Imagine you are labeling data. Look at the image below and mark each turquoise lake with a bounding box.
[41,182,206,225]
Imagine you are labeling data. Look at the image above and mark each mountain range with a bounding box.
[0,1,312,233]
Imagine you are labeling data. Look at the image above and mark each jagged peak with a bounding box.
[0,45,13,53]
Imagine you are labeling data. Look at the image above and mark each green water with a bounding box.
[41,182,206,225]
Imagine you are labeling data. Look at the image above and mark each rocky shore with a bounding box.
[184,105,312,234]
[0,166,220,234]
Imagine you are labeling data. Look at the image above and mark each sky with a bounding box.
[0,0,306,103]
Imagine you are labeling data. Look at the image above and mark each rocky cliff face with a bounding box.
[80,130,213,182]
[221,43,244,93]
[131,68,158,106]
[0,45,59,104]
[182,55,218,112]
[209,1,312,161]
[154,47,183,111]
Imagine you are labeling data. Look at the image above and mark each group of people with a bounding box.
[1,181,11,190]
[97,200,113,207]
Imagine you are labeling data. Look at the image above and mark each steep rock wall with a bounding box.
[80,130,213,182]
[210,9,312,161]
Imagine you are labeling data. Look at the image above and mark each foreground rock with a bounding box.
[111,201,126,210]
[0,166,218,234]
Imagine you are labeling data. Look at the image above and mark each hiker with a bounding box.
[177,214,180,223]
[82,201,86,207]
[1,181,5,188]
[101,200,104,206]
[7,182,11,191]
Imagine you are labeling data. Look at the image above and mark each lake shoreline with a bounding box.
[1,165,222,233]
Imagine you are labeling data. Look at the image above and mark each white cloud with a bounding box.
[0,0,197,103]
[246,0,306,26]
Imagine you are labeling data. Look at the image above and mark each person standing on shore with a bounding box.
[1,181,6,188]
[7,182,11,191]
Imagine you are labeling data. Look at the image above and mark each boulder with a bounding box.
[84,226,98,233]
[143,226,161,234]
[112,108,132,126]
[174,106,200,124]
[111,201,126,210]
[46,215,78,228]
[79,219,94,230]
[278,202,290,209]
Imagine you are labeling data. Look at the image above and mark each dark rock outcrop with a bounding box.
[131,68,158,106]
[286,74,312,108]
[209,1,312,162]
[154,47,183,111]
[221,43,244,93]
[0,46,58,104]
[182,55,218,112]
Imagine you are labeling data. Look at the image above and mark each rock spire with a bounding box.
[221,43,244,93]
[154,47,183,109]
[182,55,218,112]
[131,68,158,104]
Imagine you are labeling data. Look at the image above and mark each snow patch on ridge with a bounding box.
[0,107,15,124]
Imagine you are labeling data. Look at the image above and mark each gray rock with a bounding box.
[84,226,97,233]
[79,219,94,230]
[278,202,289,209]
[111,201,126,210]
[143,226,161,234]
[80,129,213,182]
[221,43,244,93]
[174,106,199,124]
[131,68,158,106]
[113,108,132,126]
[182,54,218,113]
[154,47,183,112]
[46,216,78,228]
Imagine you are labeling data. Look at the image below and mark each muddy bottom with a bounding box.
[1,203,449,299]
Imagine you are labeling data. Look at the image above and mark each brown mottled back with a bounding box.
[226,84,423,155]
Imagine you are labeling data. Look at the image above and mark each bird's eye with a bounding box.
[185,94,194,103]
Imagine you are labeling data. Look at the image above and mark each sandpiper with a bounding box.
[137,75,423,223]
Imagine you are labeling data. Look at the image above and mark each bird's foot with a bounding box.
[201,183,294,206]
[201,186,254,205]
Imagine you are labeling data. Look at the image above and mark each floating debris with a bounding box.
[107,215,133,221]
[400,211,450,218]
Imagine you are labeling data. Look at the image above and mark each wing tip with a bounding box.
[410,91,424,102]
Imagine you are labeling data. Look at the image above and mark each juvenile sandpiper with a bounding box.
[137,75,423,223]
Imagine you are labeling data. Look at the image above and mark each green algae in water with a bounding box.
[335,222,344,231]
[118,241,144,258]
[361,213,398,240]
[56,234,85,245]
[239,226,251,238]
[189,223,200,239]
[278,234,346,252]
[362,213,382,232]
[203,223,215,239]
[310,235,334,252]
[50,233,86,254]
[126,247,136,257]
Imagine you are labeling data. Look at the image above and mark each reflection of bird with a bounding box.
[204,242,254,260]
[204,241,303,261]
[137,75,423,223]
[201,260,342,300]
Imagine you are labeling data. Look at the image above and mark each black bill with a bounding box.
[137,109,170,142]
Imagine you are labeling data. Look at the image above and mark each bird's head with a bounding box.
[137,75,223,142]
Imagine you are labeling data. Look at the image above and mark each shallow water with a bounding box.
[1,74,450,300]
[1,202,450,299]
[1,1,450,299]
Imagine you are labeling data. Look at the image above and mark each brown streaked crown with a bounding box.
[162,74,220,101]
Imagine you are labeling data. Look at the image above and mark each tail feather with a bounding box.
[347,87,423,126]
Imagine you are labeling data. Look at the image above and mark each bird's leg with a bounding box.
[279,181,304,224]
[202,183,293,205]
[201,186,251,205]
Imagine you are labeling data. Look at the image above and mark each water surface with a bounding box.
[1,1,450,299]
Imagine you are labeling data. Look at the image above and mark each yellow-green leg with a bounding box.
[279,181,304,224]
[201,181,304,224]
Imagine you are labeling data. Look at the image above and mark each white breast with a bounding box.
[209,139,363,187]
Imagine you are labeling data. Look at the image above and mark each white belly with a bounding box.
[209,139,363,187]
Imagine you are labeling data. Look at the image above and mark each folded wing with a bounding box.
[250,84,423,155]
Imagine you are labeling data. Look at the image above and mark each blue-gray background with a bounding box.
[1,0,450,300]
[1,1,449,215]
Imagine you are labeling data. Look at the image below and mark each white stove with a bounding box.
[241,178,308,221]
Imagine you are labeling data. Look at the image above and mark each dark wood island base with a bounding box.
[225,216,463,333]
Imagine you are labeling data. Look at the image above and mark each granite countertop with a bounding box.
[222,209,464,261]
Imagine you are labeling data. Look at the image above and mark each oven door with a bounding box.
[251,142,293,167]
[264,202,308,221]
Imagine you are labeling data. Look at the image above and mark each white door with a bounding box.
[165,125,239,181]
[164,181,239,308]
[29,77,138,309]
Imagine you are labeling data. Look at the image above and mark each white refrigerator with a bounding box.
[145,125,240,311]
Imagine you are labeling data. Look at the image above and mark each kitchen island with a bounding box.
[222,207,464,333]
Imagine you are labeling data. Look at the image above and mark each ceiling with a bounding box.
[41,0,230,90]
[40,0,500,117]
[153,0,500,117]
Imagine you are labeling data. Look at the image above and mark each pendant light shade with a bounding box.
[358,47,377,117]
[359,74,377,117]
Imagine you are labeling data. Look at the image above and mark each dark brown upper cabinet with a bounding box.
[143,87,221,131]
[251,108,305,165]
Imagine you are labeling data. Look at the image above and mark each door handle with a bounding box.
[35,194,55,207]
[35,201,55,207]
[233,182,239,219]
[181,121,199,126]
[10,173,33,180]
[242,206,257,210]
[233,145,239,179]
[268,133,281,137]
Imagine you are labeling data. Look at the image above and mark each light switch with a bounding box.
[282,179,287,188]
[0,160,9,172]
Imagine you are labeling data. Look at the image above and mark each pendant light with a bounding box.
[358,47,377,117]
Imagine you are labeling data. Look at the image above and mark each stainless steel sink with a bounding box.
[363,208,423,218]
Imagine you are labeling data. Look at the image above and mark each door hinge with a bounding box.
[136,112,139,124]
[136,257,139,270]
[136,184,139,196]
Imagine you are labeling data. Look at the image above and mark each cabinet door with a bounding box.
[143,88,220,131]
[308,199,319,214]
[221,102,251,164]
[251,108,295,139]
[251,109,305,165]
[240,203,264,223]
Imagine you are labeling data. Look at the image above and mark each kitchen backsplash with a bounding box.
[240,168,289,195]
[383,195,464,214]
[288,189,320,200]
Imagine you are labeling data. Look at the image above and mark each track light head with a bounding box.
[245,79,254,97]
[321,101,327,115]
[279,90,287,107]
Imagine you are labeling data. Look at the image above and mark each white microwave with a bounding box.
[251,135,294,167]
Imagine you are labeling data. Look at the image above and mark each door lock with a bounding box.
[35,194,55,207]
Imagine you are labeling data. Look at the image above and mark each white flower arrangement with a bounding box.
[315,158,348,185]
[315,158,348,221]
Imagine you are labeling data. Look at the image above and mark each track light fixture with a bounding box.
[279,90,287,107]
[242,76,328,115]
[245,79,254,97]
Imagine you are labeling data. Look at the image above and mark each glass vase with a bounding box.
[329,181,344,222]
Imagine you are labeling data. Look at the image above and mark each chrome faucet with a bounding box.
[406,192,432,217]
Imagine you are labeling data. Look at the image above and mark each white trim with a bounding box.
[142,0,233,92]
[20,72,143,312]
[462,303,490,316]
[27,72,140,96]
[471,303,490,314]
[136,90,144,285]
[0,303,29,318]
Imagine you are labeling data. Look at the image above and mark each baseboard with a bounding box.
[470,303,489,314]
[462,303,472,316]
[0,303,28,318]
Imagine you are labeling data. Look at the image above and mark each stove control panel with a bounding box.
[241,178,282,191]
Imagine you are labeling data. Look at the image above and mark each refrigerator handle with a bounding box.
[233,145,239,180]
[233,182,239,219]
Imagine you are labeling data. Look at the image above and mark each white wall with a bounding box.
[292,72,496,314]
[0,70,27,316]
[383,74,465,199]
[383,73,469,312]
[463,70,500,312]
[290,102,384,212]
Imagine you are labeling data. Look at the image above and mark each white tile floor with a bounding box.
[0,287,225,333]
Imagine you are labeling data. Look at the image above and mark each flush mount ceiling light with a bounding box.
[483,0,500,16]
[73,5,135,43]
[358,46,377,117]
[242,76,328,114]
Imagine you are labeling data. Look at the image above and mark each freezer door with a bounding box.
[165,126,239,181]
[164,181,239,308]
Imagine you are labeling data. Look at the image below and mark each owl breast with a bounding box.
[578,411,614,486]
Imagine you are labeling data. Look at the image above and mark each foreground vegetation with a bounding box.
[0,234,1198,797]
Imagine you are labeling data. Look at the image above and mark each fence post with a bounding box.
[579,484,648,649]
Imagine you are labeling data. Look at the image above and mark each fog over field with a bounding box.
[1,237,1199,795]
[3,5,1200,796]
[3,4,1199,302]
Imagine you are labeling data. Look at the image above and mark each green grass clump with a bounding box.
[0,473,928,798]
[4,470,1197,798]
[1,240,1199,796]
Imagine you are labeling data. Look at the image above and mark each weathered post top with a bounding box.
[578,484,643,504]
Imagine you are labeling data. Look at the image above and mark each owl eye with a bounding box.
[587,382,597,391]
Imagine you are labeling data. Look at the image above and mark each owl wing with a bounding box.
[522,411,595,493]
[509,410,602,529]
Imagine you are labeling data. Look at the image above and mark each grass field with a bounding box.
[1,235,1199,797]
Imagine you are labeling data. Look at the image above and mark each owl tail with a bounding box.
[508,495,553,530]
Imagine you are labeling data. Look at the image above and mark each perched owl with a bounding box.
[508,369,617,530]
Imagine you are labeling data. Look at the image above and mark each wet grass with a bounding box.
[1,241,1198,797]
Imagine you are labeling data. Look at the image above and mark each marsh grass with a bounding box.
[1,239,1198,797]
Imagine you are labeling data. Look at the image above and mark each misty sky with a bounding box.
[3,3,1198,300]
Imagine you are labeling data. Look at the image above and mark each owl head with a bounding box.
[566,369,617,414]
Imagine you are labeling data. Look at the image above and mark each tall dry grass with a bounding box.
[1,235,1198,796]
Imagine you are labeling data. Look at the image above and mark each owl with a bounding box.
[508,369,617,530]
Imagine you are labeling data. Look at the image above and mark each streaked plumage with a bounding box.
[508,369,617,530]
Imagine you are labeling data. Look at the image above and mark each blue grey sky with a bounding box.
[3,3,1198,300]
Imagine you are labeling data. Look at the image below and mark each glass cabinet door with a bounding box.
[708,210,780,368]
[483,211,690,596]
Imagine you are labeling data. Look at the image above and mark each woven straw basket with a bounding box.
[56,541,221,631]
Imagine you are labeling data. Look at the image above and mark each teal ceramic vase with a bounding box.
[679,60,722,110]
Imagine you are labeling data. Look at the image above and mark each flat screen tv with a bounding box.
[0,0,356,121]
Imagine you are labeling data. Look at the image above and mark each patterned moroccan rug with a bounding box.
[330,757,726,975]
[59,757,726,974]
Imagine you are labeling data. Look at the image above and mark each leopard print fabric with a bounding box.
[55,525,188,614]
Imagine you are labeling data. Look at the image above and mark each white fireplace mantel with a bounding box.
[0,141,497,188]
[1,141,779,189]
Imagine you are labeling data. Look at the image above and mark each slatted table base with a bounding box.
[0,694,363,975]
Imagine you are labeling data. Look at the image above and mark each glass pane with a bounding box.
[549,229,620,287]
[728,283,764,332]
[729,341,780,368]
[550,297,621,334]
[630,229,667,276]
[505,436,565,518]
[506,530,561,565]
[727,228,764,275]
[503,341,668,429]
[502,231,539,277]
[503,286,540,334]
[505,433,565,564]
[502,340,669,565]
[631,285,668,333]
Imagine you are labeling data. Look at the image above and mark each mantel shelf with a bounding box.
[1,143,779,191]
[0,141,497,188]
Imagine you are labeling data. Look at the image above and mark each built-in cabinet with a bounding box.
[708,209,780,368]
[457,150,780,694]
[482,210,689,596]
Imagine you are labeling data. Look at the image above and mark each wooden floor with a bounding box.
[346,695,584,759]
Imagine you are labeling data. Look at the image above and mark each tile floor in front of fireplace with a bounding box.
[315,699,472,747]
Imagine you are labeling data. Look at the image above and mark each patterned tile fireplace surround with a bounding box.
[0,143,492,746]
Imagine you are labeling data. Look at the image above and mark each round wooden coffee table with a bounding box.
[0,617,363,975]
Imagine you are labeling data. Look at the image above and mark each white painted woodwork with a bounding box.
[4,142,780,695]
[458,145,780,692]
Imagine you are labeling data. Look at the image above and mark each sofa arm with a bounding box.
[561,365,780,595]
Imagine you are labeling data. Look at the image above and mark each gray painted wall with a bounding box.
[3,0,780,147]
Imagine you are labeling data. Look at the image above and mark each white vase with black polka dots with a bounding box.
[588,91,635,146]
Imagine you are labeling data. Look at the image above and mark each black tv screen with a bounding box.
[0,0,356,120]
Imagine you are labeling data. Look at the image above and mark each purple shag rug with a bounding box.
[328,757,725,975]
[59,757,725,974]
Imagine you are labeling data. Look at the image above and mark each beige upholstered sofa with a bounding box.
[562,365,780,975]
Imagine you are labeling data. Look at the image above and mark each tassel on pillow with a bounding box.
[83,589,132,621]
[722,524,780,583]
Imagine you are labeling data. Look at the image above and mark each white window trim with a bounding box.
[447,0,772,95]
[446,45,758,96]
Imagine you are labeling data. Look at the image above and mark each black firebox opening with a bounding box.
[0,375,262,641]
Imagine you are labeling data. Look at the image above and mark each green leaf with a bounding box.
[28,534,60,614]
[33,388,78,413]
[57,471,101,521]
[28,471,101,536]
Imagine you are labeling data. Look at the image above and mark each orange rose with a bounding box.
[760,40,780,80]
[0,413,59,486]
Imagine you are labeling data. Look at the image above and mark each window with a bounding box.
* * * * *
**Task goal**
The answer must be the lines from the one containing "surround with a bounding box." to the final line of the data above, copied exactly, both included, with nothing added.

**Solution to the exercise**
Imagine you are labeling data. Look at the image above and mark each patterned tile fireplace surround with a bounding box.
[0,143,492,746]
Imagine you are labeling data. Look at the image above and mark each round wooden coffee table with a bounding box.
[0,617,363,975]
Imagine you are labeling data. Look at the image above and mark each white painted woodwork with a bounding box.
[4,142,780,695]
[458,145,780,692]
Imagine you are labeling data. Look at the image above and mark each sofa arm with a bounding box.
[561,365,780,595]
Imagine you are labeling data. Look at the image above and mark each gray painted wall with a bounding box.
[3,0,780,147]
Imagine you are labeling data. Look at the image above and mark each white vase with black polka dots with a bounding box.
[588,91,635,146]
Imagine you are labeling data. Look at the image above and mark each black tv screen with a bounding box.
[0,0,356,120]
Imagine you are labeling data. Look at the image above and mark each purple shag rug with a bounding box.
[328,757,725,975]
[59,757,725,974]
Imagine you are labeling data. Look at the image above and mark each beige upholstered sofa with a bounding box.
[562,365,780,975]
Imagine you are labeling data. Look at the image above and mark each tassel on pillow with a bounding box.
[83,589,132,621]
[722,524,780,583]
Imagine you are labeling data. Look at the image above and mark each white window trim with a bounding box.
[447,0,772,95]
[446,45,758,96]
Imagine you are labeling data. Look at the image above and mark each black firebox opening with a bounding box.
[0,375,262,641]
Imagine you are labeling data. Look at the image above and mark each green leaf with a bounding box.
[28,534,60,614]
[33,388,78,413]
[57,471,101,521]
[28,471,101,536]
Imagine you are labeling data. Look at the image above and mark each orange rose with a bounding box.
[760,40,780,80]
[0,413,59,486]
Imagine you are labeling data. Look at the image above and mark each window with a bounding box.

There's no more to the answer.